* **EXERCISE OBJECTIVE**:
All of the records must be repeated exactly as they read.

* **DATA TO PROCESS**:

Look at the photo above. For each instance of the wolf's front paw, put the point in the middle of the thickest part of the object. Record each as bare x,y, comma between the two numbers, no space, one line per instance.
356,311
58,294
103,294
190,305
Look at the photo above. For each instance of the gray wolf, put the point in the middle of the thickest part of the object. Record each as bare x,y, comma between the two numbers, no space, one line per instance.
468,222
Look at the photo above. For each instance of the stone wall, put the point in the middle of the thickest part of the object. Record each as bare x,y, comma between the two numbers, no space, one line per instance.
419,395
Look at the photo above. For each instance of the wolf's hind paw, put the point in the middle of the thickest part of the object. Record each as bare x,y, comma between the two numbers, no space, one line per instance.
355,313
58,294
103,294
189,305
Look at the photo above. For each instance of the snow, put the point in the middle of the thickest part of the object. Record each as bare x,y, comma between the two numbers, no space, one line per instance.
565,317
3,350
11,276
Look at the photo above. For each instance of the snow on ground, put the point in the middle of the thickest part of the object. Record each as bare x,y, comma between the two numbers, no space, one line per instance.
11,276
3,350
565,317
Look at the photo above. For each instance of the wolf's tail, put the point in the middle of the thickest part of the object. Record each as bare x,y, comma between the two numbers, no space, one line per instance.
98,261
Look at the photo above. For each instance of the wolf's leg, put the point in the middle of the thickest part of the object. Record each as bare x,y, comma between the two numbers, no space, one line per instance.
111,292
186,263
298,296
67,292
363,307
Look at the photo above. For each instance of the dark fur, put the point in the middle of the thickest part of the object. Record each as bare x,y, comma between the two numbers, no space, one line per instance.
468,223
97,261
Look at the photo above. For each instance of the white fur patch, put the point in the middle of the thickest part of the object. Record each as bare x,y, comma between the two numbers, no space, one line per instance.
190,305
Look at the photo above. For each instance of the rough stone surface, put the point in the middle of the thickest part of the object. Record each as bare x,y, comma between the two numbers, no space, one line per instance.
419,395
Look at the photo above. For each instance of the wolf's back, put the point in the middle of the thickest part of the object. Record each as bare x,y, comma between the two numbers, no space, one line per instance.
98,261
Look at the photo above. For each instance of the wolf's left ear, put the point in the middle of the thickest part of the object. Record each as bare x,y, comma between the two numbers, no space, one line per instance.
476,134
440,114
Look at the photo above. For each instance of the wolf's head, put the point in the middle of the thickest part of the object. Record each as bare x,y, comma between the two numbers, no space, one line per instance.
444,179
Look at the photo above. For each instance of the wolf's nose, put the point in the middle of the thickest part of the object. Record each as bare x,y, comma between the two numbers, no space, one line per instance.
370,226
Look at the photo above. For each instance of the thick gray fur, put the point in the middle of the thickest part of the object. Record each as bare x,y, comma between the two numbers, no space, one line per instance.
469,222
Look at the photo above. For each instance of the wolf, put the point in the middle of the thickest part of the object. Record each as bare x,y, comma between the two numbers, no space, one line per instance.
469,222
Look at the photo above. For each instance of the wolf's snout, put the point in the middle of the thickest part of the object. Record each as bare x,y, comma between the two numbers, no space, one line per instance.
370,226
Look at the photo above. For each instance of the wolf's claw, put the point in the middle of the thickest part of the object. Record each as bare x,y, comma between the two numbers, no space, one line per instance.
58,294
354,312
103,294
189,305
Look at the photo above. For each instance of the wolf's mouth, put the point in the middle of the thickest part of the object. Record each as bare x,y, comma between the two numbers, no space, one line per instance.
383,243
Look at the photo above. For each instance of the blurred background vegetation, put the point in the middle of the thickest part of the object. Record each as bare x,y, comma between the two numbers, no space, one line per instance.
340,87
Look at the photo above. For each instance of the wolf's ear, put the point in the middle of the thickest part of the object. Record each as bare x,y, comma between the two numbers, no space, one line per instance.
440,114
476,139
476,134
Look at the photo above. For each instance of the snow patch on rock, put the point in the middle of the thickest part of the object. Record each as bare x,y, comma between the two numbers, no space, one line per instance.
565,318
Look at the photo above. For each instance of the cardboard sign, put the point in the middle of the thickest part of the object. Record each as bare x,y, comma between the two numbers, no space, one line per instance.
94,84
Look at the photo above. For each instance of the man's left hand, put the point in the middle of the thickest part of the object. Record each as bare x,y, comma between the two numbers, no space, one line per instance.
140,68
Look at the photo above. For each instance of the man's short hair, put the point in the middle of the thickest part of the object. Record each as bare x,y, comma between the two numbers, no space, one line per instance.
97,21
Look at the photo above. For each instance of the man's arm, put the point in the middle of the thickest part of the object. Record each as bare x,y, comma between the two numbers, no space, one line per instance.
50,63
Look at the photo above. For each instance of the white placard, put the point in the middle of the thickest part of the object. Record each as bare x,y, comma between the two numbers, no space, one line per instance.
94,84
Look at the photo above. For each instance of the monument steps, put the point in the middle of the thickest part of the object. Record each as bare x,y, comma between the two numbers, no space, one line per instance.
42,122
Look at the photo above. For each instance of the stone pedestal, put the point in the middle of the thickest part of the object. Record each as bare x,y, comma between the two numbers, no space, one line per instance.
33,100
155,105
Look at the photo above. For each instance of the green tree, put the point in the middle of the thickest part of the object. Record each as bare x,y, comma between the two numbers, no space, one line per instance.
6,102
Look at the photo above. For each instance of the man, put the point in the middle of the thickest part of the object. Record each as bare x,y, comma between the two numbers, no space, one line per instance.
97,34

* **COMPLETED EXERCISE**:
Look at the photo above. For each instance of the wolf's front paw, put the point in the middle of the thickest part of the object. Record each as bare x,y, comma between the two numbers, no space, one line per instance.
356,311
58,294
103,294
190,305
Look at the photo above. For each instance of the gray wolf, put the point in the middle of the thickest part of the object. Record each as bare x,y, comma between the two numbers, no space, one line per instance.
468,222
Look at the photo above. For each instance of the stone wall, put the point in the middle of the thickest part of the object. Record each as bare x,y, comma between the two numbers, no space, one line per instance.
419,395
Look at the photo above. For each instance of the wolf's hind paw, put the point in the middle of the thickest part of the object. Record each as bare x,y, comma between the two numbers, no space, one line per instance.
355,313
58,294
103,294
189,305
Look at the photo above. For each instance of the snow, put the point in the middle of the thickest part of the object. Record each as bare x,y, comma between the two numbers, no space, one line per instance.
565,317
3,350
11,276
Look at the photo above. For each instance of the snow on ground, put the point in the middle of the thickest part of the object. Record each as bare x,y, comma between the two numbers, no space, one line per instance.
11,276
3,350
565,317
Look at the photo above. For each instance of the wolf's tail, put the point in the middle of the thickest part of the object. Record each as bare x,y, comma between the two numbers, no space, one line per instance.
98,261
Look at the photo above. For each instance of the wolf's leg, put the point in the middle of the thickest part of the object. Record each as bare x,y, comma between the two numbers, no space, one line per instance.
111,292
186,263
298,296
67,292
363,307
Look at the photo above. For each instance of the dark fur, put the point in the middle of the thickest part of the object. Record each as bare x,y, comma between the two numbers, no space, one line per instance.
468,223
97,261
Look at the photo above. For each instance of the white fur patch, put the point in the middle of the thickest part of the object. Record each as bare x,y, comma between the two numbers, no space, one line per instance.
190,305
Look at the photo above. For each instance of the rough stone surface, put the point in the middle of the thickest part of the object. Record each as bare x,y, comma between the two numbers, no space, one line per instance.
419,395
Look at the photo above. For each instance of the wolf's back, put the point in the middle of the thickest part of the object. Record each as bare x,y, comma between the two numbers, no space, one line per instance.
98,261
Look at the photo above. For each instance of the wolf's left ear, put the point in the middle of the thickest part of the object. Record each as bare x,y, comma between the two numbers, no space, one line per instance.
476,134
440,114
Look at the photo above. For each instance of the wolf's head, put the point in the middle of the thickest part of the object. Record each as bare x,y, comma between the two numbers, no space, one line per instance.
444,179
Look at the photo above. For each instance of the wolf's nose, put the point in the middle of the thickest part of the object. Record each as bare x,y, comma between the two numbers, no space, one line per instance.
370,226
Look at the photo above. For each instance of the thick gray fur, put the point in the middle of the thickest part of the object. Record each as bare x,y, comma between the two numbers, no space, one line per instance.
469,222
Look at the photo above. For each instance of the wolf, put the point in the middle of the thickest part of the object. Record each as bare x,y, comma between the two numbers, no space, one line per instance.
469,222
Look at the photo above. For each instance of the wolf's snout, put the point in the middle of the thickest part of the object. Record each as bare x,y, comma between the two numbers, no space, one line per instance.
370,226
Look at the photo above. For each instance of the wolf's claw, put the point in the middle of the thickest part of the object. Record each as bare x,y, comma between the two numbers, no space, one line per instance.
58,294
354,312
103,294
189,305
Look at the photo above. For each instance of the wolf's mouth, put the point in the middle of the thickest part of the object. Record each as bare x,y, comma between the two numbers, no space, one line per instance.
383,243
Look at the photo above. For each instance of the blurred background vegetation, put the point in the middle of the thickest part of the object. Record each as bare x,y, comma between the two numbers, no space, one line per instance.
340,87
Look at the photo above. For each instance of the wolf's ear, put the point in the middle of the thickest part of the object. Record each as bare x,y, comma between the two numbers, no space, one line per instance.
440,114
476,139
476,134
Look at the photo above. For each instance of the snow patch on rock, put the point in the middle of the thickest part of the object. Record each as bare x,y, comma between the two numbers, no space, one line per instance.
565,318
Look at the photo above. For each instance of the cardboard sign, put the point in the middle of the thickest part of the object. Record each as bare x,y, comma between the two numbers, no space, one line per instance.
94,84
Look at the photo above. For each instance of the man's left hand, put the point in the middle of the thickest part of the object. Record each as bare x,y, comma between the two numbers, no space, one line per instance.
140,68
Look at the photo above. For each instance of the man's short hair, put the point in the middle of the thickest part of the object. Record each as bare x,y, comma between the two numbers, no space, one line per instance.
97,21
Look at the photo above. For each instance of the man's arm, put the point in the middle of the thickest part of the object. Record each as bare x,y, comma between the two numbers, no space, one line per instance.
50,63
Look at the photo above. For each instance of the white placard, put the point in the middle of the thickest part of the object. Record each as bare x,y, comma between the two numbers, no space, one line per instance.
94,84
Look at the photo above. For each instance of the monument steps, put the point in the middle of the thickest part of the object. Record each as bare x,y, comma between the two numbers, no space, one line per instance.
42,122
Look at the photo above. For each instance of the stone pedestal, put the point in the middle of the thickest part of the object. Record each as bare x,y, comma between the two numbers, no space, one line per instance.
33,100
155,105
Look at the photo above. For each instance of the green tree, put the point in the middle of the thickest part of the object. Record each as bare x,y, comma between the two numbers, no space, one line per instance.
6,102
Look at the photo above. For each instance of the man, put the point in the middle of the thickest part of the object. Record each as bare x,y, comma between the two numbers, no space, one line per instance.
97,34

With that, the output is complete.